■ **Exercise brief**:
Can you reproduce the records word for word, starting at the line containing "of the concrete" and ending at the last line of the records?

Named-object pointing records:
** START **
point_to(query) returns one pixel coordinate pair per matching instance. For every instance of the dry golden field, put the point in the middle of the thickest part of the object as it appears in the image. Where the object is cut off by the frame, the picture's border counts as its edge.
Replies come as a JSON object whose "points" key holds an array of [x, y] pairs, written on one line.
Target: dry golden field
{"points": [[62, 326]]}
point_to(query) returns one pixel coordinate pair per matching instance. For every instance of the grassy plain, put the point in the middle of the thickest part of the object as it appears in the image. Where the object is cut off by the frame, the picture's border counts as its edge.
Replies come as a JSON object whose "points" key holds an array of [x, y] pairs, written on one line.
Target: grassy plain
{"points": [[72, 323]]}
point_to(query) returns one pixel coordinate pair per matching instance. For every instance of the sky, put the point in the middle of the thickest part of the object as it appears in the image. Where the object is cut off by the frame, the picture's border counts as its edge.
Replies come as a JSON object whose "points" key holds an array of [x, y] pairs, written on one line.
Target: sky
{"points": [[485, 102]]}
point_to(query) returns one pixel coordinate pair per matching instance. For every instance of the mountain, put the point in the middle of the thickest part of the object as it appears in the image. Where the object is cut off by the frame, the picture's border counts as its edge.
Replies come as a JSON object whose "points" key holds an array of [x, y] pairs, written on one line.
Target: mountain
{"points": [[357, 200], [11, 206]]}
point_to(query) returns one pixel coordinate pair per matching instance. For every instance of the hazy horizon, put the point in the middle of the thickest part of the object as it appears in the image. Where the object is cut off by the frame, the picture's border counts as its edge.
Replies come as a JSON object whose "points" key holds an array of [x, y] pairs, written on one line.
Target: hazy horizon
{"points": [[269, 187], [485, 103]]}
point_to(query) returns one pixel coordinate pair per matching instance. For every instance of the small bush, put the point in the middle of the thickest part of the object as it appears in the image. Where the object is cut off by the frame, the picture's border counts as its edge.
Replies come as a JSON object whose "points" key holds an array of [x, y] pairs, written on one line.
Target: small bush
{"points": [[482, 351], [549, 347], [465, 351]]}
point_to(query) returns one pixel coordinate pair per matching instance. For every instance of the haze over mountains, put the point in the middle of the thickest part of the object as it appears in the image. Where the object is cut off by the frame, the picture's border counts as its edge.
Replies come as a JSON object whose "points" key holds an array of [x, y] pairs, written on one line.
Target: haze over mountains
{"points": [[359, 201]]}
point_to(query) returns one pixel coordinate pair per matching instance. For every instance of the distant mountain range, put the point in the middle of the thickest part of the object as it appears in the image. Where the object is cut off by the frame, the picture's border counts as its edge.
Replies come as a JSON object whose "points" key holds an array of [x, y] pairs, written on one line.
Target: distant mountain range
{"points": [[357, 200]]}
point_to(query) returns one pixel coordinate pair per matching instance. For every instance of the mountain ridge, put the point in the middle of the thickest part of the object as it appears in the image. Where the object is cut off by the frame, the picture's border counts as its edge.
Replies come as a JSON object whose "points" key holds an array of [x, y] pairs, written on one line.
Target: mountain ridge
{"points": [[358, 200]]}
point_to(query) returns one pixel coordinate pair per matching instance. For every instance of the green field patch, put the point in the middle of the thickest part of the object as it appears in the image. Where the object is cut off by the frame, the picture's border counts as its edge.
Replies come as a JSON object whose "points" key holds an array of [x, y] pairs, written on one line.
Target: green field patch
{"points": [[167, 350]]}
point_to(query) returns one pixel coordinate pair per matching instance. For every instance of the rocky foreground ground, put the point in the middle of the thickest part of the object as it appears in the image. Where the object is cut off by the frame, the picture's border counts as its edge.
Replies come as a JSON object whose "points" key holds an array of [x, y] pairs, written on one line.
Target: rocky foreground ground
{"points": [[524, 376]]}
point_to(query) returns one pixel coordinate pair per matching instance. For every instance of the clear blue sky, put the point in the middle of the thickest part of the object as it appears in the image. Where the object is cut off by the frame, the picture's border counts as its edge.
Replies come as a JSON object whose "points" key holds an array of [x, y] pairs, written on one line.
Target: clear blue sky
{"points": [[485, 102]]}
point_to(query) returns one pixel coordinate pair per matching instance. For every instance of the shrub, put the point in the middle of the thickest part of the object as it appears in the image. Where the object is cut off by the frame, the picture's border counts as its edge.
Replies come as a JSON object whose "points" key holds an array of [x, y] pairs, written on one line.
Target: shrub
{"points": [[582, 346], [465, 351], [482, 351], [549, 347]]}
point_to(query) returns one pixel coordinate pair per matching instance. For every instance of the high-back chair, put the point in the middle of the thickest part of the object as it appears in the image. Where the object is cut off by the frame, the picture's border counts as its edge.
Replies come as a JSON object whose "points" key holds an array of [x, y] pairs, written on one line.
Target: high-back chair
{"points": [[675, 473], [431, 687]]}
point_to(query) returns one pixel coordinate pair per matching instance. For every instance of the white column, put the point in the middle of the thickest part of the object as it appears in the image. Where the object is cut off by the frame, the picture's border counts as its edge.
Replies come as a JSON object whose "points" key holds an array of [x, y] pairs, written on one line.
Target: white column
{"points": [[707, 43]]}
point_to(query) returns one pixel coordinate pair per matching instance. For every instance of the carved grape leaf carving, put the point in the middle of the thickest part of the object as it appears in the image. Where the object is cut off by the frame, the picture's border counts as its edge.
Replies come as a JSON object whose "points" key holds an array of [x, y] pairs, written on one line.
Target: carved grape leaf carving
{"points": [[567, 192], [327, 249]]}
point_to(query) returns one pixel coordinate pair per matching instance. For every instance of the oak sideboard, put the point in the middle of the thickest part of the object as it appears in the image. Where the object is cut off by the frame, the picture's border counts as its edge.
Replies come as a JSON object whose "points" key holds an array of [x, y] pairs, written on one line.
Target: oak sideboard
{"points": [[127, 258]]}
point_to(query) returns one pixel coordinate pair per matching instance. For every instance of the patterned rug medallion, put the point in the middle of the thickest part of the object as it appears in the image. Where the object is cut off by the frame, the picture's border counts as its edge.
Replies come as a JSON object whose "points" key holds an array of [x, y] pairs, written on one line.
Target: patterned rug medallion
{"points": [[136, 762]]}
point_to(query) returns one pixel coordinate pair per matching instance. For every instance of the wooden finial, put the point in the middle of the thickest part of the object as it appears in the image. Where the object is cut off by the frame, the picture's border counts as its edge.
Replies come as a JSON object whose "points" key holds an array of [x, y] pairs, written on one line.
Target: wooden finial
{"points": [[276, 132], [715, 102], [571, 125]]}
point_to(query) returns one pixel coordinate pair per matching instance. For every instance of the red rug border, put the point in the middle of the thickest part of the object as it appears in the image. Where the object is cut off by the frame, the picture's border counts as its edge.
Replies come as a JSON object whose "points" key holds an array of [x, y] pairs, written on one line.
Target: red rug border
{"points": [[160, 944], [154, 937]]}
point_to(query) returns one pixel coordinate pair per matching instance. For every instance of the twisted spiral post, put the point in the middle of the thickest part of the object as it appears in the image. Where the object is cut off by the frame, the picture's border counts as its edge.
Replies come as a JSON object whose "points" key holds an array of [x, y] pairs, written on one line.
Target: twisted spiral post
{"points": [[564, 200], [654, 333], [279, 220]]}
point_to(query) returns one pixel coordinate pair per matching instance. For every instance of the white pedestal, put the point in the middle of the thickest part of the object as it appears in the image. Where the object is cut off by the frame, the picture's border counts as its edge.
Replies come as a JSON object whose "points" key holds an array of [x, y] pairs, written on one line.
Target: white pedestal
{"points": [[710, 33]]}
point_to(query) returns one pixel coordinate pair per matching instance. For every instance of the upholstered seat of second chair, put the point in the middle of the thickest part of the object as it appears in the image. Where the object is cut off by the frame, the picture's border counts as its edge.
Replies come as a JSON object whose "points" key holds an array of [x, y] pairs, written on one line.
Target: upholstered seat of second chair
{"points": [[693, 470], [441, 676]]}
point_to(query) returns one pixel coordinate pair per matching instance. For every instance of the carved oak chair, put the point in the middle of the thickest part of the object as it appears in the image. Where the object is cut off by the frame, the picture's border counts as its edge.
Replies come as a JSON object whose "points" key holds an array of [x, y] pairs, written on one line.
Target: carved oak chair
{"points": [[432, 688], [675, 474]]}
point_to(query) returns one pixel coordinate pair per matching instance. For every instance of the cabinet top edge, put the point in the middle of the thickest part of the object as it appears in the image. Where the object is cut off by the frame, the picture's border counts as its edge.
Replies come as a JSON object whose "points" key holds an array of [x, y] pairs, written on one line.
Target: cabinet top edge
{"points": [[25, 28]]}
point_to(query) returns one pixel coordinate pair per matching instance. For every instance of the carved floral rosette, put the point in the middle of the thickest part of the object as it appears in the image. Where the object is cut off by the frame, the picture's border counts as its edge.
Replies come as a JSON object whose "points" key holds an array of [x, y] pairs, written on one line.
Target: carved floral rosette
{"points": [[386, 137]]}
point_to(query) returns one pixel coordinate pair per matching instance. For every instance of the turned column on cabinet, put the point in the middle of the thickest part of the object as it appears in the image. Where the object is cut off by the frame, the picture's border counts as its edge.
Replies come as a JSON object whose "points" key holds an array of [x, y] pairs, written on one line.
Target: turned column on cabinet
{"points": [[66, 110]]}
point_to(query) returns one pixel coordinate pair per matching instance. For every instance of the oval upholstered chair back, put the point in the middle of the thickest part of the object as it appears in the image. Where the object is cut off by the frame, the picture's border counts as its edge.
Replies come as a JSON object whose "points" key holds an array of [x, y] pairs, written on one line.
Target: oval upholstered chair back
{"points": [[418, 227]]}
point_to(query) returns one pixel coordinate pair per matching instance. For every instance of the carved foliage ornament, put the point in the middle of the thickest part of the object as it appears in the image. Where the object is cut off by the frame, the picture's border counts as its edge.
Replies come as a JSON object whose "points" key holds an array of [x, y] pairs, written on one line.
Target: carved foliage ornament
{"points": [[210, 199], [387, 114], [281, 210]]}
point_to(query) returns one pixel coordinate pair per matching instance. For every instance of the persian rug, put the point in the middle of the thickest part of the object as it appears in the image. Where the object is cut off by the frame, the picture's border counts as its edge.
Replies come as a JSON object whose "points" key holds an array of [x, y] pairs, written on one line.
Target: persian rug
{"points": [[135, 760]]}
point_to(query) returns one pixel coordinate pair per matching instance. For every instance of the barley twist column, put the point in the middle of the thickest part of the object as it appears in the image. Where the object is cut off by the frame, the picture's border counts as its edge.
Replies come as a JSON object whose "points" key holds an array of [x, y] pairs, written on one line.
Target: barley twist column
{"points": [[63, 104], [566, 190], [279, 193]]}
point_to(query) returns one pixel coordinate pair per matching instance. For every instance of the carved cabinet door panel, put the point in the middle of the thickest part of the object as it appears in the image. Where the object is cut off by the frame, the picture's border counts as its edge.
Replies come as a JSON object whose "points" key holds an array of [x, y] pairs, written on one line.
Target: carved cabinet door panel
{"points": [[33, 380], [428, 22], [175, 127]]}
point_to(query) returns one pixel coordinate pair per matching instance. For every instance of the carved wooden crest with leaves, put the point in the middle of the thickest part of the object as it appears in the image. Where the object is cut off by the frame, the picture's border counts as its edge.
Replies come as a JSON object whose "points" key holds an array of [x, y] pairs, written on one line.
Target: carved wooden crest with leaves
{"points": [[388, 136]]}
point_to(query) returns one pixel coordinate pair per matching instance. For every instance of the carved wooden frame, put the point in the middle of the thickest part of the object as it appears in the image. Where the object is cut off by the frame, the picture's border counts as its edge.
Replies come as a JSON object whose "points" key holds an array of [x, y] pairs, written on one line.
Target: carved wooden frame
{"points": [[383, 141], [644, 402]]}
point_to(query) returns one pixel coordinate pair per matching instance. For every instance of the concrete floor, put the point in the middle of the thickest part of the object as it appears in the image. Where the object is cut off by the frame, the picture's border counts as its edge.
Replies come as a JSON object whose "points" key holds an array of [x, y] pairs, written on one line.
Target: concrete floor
** END **
■ **Task answer**:
point_to(query) returns one pixel coordinate pair per matching instance. For every instance of the concrete floor, put the point in the middle of the thickest part of the object as it appears in the image. Where the object is cut off by the frame, the picture's border counts as its edge.
Replies come as a JSON object whose "points" key holds an array of [x, y] pairs, written on one line.
Target: concrete floor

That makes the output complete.